Written instruction 1 =
Which school did Khan Tipu Sultan attend in Jessore, according to the Khan Tipu Sultan biography?
Written instruction 2 =
Please carry on the Khan Tipu Sultan biography, picking up after its last sentence.

+++ Excerpted passage

Khan Tipu Sultan (13 December 1950 – 19 August 2017) was a Bangladesh Awami League politician and three time Jatiya Sangsad member  from Jessore-5 constituency.

Early life
Sultan was born in Dhamalia, Dumuria Upazila, Khulna District in the then East Bengal, Pakistan. He studied at the Sanmilani Institution in Jessore. He served as the General Secretary of Bangladesh Chhatra League unit of Jessore District.

Career
Sultan was involved in the 1969 student protests. He also led protests against Nurul Amin visiting Jessore. He was sued by the military government of Pakistan and imprisoned. He was released after Sheikh Mujibur Rahman asked General Yahya Khan to release him following the 1970 general elections in Pakistan. He was elected to parliament from Jessore-5 in 1991, 1996, and in 2008 as a Bangladesh Awami League candidate.

++++++
+++ Dataset content

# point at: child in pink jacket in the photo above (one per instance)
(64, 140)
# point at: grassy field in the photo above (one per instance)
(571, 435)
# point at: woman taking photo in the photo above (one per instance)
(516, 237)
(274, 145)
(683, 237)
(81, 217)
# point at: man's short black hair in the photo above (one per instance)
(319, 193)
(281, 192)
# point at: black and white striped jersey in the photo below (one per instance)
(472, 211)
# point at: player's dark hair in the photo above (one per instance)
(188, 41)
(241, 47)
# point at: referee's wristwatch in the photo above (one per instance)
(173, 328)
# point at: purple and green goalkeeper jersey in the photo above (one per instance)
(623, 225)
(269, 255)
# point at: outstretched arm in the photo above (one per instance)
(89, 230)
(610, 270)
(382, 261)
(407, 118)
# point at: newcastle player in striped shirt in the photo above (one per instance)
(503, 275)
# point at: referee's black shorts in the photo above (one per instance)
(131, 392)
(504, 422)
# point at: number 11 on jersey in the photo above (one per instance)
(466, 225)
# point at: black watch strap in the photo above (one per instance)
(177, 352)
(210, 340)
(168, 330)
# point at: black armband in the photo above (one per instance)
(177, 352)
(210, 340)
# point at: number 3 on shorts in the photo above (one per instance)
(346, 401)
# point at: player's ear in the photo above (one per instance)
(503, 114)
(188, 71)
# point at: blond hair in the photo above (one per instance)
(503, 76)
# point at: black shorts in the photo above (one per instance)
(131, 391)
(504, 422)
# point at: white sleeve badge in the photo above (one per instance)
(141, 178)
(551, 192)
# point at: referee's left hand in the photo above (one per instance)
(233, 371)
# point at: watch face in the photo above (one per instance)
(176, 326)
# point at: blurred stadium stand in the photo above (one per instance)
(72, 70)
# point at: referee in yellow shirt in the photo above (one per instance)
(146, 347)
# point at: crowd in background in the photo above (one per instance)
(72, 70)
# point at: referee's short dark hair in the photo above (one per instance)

++++++

Exercise response 1 =
The Sanmilani Institution.

Exercise response 2 =
Personal life and death
Sultan was married to Prof. Dr. Jesmin Ara Begum and had two sons - Humayun Sultan (Shadab) and Jubaer Sultan (Pelob). In November 2014, Sultan and Jesmin went into hiding after a murder case was filed against them in connection with the death of their daughter-in-law, Shamarukh Mahjabin, in their house in Dhanmondi. According to her husband Humayun, Mahjabin committed suicide. According to the verdict of supreme court of Bangladesh, Humayun Sultan was found NOT guilty after a years of legal battles and political attacks.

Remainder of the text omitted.